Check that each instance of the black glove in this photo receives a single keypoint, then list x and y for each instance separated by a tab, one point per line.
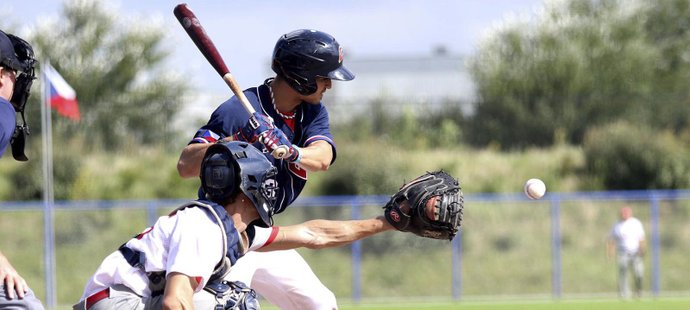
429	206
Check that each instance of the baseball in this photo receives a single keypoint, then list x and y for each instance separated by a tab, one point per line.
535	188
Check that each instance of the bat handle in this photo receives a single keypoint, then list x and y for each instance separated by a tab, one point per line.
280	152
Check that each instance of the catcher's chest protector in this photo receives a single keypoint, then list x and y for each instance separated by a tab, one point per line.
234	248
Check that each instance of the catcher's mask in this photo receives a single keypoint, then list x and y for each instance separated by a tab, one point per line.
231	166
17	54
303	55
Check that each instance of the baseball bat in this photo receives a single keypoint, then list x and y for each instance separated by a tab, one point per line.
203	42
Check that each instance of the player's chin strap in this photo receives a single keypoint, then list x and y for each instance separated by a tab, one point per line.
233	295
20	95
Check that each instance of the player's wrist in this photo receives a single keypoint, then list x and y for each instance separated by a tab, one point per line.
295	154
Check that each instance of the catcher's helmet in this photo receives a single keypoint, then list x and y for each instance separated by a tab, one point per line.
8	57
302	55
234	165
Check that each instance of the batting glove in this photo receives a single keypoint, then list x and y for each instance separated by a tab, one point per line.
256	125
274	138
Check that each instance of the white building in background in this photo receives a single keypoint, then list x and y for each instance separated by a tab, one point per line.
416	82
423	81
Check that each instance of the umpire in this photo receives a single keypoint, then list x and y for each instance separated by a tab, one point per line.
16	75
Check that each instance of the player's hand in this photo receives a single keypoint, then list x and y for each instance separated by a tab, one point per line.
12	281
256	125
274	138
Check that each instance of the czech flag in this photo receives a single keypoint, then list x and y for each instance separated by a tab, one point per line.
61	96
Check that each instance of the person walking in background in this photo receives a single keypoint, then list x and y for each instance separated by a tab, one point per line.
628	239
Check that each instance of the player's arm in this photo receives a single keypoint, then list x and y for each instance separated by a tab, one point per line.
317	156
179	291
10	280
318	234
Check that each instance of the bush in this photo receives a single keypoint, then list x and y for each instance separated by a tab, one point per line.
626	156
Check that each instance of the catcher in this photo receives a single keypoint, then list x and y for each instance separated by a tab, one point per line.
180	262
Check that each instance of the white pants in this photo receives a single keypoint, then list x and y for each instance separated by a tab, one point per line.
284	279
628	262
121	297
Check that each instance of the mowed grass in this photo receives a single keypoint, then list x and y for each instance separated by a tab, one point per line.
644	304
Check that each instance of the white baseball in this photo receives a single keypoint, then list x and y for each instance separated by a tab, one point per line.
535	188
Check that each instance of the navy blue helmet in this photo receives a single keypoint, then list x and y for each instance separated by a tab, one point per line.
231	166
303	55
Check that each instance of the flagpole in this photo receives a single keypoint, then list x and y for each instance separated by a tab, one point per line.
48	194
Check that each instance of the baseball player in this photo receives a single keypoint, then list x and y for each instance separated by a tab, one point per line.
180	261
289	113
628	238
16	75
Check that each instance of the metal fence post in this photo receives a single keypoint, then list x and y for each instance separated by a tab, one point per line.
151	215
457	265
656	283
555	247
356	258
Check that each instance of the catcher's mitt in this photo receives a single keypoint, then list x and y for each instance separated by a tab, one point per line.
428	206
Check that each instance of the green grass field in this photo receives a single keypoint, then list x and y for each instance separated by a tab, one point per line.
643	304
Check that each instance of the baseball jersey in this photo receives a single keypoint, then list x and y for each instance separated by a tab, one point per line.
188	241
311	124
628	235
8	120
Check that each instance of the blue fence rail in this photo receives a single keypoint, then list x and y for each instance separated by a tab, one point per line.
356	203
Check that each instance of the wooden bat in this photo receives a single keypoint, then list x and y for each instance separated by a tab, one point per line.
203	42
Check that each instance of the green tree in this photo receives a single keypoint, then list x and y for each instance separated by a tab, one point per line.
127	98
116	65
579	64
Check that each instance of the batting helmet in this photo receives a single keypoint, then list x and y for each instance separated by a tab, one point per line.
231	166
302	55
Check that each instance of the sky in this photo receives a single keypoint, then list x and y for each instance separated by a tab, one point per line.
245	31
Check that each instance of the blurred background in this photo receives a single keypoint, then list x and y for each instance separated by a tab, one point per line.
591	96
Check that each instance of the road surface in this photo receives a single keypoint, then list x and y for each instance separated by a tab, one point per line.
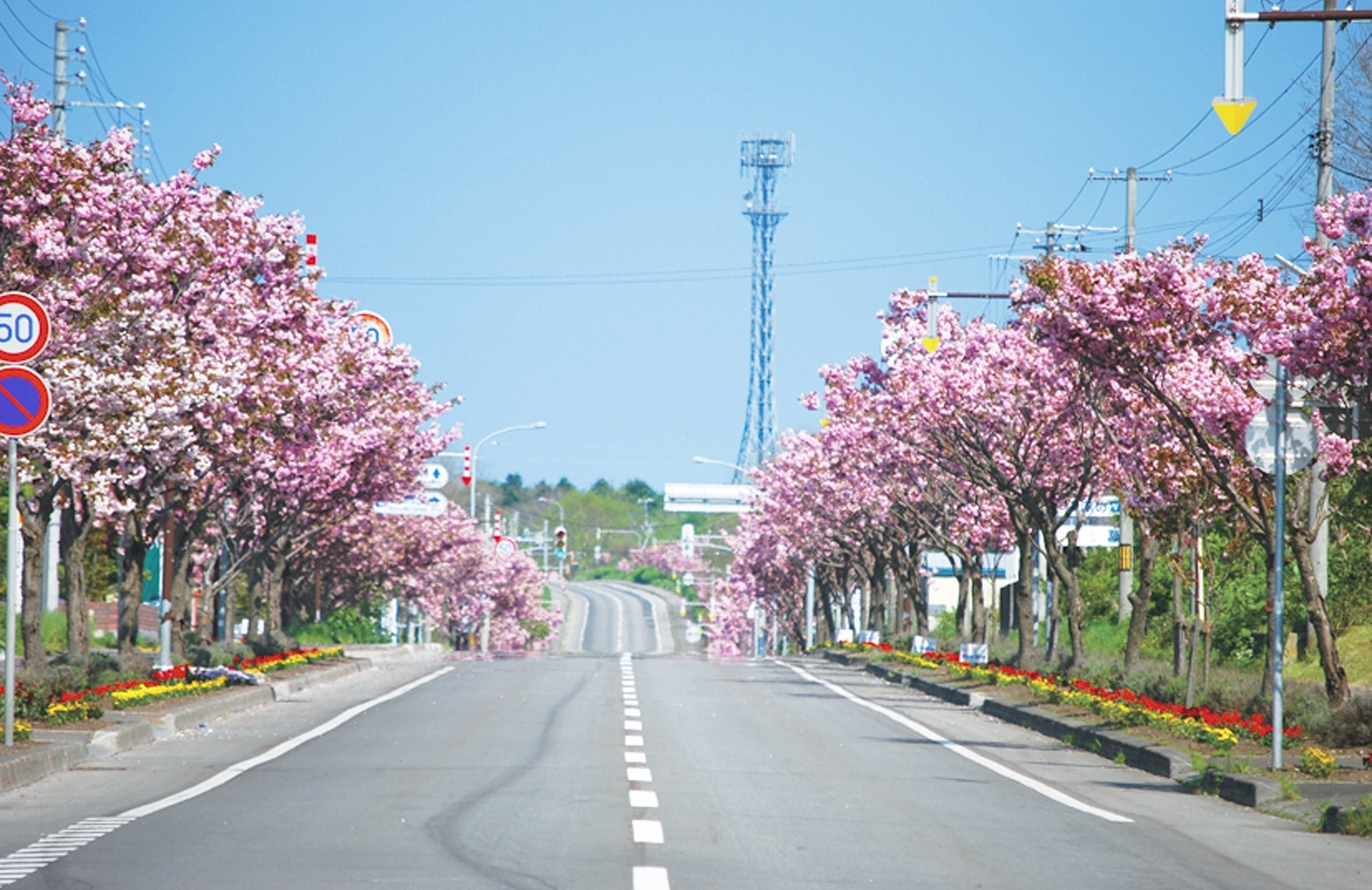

------

What is required —
Return all of the data above verbatim, leaving out the pictures.

Response to the exercise —
Check that each instance of the black glove in this photo receives a single keypoint, then list x and y for each instance separated by a tab, one point per line.
429	206
Check that each instance of the baseball in this photo receives a single keypoint, then list x and y for each instance separated by a tab, one point per line.
535	188
Check that each instance of the bat handle in this photo receives a single keypoint, then list x and y for each instance separated by a tab, one point per line.
280	152
Check that each instance of the catcher's chest protector in this photo receives a single keypoint, then list x and y for each instance separated by a tab, one point per line.
234	248
Check that each instance of the catcher's mask in this photo receives a single keypoint, then list x and y for each instance separated by a tab, one point per line.
231	166
17	54
303	55
Check that each instance of the baseball bat in this photo receives a single keypoint, then list x and y for each instance separated by a tab, one point per line.
203	42
Check that each instance of the player's chin strap in this photo receives a single keypoint, then list x and y for each instance separated by a tab, one point per line.
233	295
20	95
Check that each instance of the player's wrist in this photo receives a single keypoint, then list x and y for each instance separated by a tab, one point per line.
295	154
Check that each instance of the catcher's helmet in this photo receives a single keypoint, then list x and y for each instance separated by a tab, one point per line.
8	57
302	55
234	165
Check that each instance of the batting glove in this photo receives a single keypoint, then list x and y for each instance separated by a tab, one point per line.
256	125
274	138
Check that each instance of the white building in background in this photo receives a single keypoint, then list x and y for each instance separated by a tab, one point per line.
416	82
423	81
Check that each instance of the umpire in this photo receives a single keypoint, then list x and y for each instance separated by a tab, one point per line.
16	75
Check that each instance of the player's hand in this photo receives a single keypoint, then list x and y for each instance separated by a tab, one point per line.
12	281
256	125
274	138
Check that each instance of the czech flag in this photo receives a single keypoint, then list x and y for each instance separated by a tab, one point per line.
61	96
Check that each instance of the person walking in background in this photo receives a single keypoint, then list x and y for each instance separated by a tab, one point per line.
628	239
Check that each instance of the player's arm in this photo receives a single keypoint, then list x and y for each instance separated by a tab, one point per line.
317	156
179	291
10	280
318	234
Check that each instance of the bush in this photo receives a single keypoint, then list x and y for each instance separated by a tab, one point per line.
626	156
Check that each instance of the catcher in this photo receives a single keypoint, then list x and y for each instance separated by a tab, one point per line.
180	262
Check that each instance of the white pants in this photo receives a single keypoint, then list x and y for each instance separated by a tab, one point per line.
284	279
628	262
121	297
Check that each instance of the mowed grass in this photo receives a single keypoint, then list x and y for each instance separated by a tab, one point per line.
644	304
Check that each instance of the white baseball in this photo receives a single keypoint, then list x and y for each instance separated by a tab, one point per line.
535	188
Check that each instance of the navy blue helmet in this photo receives a single keypoint, then list x and y for each instance separated by a tab, one point per line.
231	166
303	55
Check that each instance of the flagpole in this photo receives a single keypoint, then list x and y for each instance separated by a tab, one point per line.
48	194
Check that each instance of the baseball player in this photo receives a single keypoint, then list x and y for each instance separated by a tab, one point per line.
180	261
289	113
628	238
16	75
Check that each instance of the metal fence post in this photo receives a single keypoint, then list x and y for each instance separated by a tab, one point per line.
151	215
457	265
656	283
555	247
356	258
Check that each instance of the catcher's mitt in this photo receives a single keypoint, then list x and y for each instance separated by a tab, one point per line.
428	206
Check that each instance of the green grass field in this photo receives a single keypoint, then list x and y for each instance separated by a tab, one point per line.
643	304
Check that each instance of the baseball jersey in this photo receives a single keypoint, then list x and y for each instance separated by a tab, one point per line.
188	241
311	124
628	235
8	120
Check that each instance of the blue fence rail in this photo receives a single keypoint, then list x and y for each instance separated by a tab, one point per line.
356	203
Check that each instance of the wooden bat in this photo receives a single keypoint, then list x and y for each instance separated by a tab, one point per line.
203	42
Check that each instance of the green tree in this photo receives a single keypoint, then list x and y for each instance separated by a tab, one point per line.
127	98
116	65
579	64
Check that each instance of the batting helmet in this photo receives a single keypoint, then list x and y for each instance separated by a tab, one point per line.
231	166
302	55
Check that each instance of the sky in this photo receives a single keypoint, then list x and y for each instance separated by a tab, one point per line.
245	31
Check that each instance of the blurred background in this photo receives a single keypoint, then list x and y for each instance separated by a tab, one point per line.
591	96
Check that each instance of the road surface in this photo receives a single keypoint, then list x and y for each instance separated by a tab, one point per line.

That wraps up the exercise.